◆ **PROMPT**: Begin at the first line of the records below and, please, give each line again exactly until the line with "Draw the outline of every instance of the chrome" is included.

THE DATA START

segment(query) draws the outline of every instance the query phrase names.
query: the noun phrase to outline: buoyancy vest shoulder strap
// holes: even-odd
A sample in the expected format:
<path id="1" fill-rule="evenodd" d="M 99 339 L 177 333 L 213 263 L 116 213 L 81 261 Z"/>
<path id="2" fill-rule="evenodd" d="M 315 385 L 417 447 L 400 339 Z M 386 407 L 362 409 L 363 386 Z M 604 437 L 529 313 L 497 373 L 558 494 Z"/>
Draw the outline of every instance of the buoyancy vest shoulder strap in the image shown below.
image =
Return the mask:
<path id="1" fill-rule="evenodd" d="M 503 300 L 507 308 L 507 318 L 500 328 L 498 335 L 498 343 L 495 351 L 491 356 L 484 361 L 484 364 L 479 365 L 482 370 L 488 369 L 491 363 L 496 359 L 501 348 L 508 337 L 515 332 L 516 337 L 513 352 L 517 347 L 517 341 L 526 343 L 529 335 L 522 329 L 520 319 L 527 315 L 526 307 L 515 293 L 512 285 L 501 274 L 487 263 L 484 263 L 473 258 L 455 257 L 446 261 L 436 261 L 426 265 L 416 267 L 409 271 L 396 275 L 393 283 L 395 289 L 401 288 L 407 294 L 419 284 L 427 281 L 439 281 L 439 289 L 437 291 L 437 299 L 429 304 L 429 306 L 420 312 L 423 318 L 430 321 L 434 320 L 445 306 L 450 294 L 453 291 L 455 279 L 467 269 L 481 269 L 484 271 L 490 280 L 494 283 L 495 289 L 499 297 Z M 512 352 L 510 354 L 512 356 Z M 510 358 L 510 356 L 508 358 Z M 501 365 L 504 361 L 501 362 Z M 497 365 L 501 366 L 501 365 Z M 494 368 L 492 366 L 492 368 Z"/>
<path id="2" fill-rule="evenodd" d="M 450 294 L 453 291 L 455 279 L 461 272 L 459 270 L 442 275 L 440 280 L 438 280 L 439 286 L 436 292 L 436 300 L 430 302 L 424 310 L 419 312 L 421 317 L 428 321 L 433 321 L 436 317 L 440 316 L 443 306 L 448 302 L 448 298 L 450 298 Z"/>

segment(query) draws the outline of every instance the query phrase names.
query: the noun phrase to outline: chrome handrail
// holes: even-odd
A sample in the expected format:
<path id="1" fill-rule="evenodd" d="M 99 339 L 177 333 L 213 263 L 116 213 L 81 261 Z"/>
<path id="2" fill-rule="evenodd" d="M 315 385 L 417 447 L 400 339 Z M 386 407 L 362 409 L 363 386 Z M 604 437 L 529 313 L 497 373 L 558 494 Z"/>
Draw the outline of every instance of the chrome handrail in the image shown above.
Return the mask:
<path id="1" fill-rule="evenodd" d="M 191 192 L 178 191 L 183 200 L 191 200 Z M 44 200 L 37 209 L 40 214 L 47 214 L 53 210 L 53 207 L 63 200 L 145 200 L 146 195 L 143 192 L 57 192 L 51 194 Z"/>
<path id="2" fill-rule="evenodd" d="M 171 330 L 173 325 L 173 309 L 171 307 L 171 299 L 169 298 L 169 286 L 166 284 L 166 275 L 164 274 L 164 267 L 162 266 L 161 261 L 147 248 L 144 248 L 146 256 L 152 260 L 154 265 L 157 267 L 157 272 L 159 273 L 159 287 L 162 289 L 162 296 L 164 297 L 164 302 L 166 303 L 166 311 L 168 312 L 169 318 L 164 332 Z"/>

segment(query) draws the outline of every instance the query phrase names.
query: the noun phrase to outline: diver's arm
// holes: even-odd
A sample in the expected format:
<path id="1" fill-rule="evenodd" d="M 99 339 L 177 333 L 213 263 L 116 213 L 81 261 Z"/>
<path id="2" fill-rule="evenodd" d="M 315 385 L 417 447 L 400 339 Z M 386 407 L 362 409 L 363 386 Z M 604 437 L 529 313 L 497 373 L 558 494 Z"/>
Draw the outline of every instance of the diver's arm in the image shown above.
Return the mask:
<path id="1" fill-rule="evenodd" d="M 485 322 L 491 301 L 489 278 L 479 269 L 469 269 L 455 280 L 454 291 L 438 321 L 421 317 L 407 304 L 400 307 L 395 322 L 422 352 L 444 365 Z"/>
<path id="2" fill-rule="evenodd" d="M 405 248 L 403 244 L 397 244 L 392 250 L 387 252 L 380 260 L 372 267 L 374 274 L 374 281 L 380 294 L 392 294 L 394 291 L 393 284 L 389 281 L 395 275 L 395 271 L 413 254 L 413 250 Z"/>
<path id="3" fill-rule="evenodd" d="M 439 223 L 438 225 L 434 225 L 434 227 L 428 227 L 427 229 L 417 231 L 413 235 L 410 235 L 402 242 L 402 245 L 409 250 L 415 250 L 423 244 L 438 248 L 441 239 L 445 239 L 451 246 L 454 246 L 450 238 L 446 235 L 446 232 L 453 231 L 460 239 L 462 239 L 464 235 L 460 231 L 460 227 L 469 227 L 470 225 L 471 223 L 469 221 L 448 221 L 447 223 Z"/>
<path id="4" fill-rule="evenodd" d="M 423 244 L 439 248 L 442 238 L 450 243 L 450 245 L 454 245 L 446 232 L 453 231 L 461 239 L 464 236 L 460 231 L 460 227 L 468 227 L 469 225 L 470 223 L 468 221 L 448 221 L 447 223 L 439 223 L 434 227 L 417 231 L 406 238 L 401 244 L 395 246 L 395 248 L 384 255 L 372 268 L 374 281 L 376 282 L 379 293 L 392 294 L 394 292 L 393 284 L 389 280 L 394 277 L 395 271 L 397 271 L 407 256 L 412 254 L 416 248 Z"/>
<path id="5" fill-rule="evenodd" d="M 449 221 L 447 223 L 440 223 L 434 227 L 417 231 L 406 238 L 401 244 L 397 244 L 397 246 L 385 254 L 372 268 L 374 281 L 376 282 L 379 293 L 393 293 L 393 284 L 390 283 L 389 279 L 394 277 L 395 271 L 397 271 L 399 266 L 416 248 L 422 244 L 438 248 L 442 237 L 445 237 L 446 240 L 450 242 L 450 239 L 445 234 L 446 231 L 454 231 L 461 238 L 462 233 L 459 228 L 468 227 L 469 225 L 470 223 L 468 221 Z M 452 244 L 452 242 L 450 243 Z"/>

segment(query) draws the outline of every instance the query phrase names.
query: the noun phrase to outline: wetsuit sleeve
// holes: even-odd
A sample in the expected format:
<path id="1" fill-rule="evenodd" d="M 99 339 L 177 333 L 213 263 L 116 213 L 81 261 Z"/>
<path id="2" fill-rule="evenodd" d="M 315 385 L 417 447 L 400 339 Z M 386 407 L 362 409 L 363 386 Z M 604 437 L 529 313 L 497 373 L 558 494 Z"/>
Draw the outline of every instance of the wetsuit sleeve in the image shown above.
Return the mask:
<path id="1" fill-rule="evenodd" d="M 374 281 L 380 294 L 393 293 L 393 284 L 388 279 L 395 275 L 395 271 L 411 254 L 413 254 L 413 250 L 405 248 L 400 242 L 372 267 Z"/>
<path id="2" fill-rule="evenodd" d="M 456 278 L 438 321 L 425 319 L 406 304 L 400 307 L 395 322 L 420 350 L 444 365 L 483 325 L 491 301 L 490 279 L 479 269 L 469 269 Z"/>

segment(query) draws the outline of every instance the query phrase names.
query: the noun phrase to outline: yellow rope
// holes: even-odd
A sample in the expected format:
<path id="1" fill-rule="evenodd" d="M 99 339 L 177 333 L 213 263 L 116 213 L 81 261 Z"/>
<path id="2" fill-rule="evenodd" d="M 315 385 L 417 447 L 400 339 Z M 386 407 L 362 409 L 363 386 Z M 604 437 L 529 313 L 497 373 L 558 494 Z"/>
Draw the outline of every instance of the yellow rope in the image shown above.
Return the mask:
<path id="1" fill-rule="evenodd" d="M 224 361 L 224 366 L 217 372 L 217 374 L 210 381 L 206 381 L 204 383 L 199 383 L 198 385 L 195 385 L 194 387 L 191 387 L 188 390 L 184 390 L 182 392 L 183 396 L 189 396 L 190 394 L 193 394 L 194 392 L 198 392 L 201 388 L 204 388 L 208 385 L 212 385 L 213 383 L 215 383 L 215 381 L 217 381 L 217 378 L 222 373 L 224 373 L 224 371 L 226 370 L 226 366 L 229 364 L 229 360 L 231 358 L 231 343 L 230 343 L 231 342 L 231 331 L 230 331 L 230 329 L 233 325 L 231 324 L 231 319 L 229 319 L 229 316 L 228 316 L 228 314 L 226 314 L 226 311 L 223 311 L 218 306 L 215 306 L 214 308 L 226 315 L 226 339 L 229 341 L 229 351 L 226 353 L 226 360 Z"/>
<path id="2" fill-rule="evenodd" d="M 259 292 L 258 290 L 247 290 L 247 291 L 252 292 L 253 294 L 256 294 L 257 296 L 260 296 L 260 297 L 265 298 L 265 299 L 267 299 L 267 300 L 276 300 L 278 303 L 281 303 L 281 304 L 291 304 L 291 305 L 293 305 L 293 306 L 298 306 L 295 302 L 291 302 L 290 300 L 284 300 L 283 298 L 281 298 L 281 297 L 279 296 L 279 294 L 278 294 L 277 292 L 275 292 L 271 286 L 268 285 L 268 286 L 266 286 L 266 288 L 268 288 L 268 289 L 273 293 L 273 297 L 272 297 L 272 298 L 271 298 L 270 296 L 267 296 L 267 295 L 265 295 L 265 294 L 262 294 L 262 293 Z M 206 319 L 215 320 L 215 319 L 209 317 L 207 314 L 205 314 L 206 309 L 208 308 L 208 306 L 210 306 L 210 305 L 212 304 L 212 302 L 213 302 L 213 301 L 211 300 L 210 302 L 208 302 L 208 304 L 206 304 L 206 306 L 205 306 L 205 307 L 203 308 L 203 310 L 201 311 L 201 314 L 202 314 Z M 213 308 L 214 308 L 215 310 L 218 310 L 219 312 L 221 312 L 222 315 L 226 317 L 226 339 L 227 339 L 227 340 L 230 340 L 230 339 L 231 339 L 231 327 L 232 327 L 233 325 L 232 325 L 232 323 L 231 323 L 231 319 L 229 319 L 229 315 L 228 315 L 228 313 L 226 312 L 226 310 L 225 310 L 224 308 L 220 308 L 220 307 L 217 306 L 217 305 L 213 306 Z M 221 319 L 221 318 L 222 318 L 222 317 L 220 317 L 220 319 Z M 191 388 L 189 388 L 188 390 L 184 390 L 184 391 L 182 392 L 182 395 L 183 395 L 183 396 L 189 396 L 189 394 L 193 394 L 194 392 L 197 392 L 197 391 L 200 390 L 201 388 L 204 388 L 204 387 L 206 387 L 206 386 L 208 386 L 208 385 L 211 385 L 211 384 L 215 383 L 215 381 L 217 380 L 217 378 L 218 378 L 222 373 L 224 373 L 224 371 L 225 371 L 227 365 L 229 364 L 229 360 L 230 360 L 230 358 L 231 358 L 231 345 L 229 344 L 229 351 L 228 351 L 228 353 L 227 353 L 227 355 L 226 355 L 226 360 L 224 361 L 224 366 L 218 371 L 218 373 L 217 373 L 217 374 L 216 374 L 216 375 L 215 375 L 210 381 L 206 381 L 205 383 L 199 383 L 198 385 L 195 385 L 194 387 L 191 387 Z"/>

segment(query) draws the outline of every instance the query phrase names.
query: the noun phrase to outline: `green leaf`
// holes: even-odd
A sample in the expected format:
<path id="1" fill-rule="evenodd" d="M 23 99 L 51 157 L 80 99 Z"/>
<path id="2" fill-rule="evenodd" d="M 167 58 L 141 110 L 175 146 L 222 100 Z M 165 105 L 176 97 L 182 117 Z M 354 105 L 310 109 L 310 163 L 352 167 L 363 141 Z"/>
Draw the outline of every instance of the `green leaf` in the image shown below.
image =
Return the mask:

THE DATA END

◆ **EXPECTED OUTPUT**:
segment(query) draws the outline of every instance the query phrase names.
query: the noun phrase to outline: buoyancy vest shoulder strap
// holes: even-odd
A sample in the expected format:
<path id="1" fill-rule="evenodd" d="M 99 339 L 177 333 L 213 263 L 116 213 L 81 261 Z"/>
<path id="2" fill-rule="evenodd" d="M 315 385 L 417 447 L 400 339 Z M 386 407 L 362 409 L 363 386 Z M 604 437 L 529 313 L 497 373 L 558 494 Z"/>
Draw the outline of every instance of the buoyancy vest shoulder strap in the image shown below.
image =
Return the mask:
<path id="1" fill-rule="evenodd" d="M 503 300 L 507 308 L 507 318 L 500 328 L 498 335 L 498 343 L 495 351 L 491 356 L 484 361 L 484 364 L 479 365 L 482 370 L 488 369 L 491 363 L 496 359 L 501 348 L 508 337 L 515 332 L 516 337 L 513 352 L 517 347 L 517 341 L 526 343 L 529 335 L 522 329 L 520 319 L 527 315 L 526 307 L 515 293 L 512 285 L 501 274 L 487 263 L 484 263 L 473 258 L 455 257 L 446 261 L 436 261 L 426 265 L 416 267 L 409 271 L 396 275 L 393 283 L 395 289 L 401 288 L 407 294 L 419 284 L 427 281 L 439 281 L 439 289 L 437 291 L 437 299 L 429 304 L 429 306 L 420 312 L 423 318 L 430 321 L 434 320 L 445 306 L 450 294 L 453 291 L 455 279 L 467 269 L 481 269 L 484 271 L 490 280 L 494 283 L 495 289 L 499 297 Z M 512 352 L 510 354 L 512 356 Z M 510 358 L 510 356 L 508 358 Z M 501 365 L 504 361 L 501 362 Z M 497 365 L 501 366 L 501 365 Z M 494 368 L 492 366 L 492 368 Z"/>
<path id="2" fill-rule="evenodd" d="M 450 294 L 453 291 L 455 279 L 461 272 L 459 270 L 442 275 L 440 280 L 438 280 L 439 286 L 436 292 L 436 300 L 430 302 L 424 310 L 419 312 L 421 317 L 428 321 L 433 321 L 436 317 L 440 316 L 443 306 L 448 302 L 448 298 L 450 298 Z"/>

segment(query) draws the outline of every instance the query phrase names.
query: the noun phrase to outline: chrome handrail
// holes: even-odd
A sample in the expected format:
<path id="1" fill-rule="evenodd" d="M 99 339 L 177 333 L 213 263 L 116 213 L 81 261 Z"/>
<path id="2" fill-rule="evenodd" d="M 315 385 L 417 447 L 400 339 Z M 386 407 L 362 409 L 363 386 Z M 604 437 L 529 313 L 497 373 L 558 494 Z"/>
Draw the outline of every instance of the chrome handrail in the image shown above.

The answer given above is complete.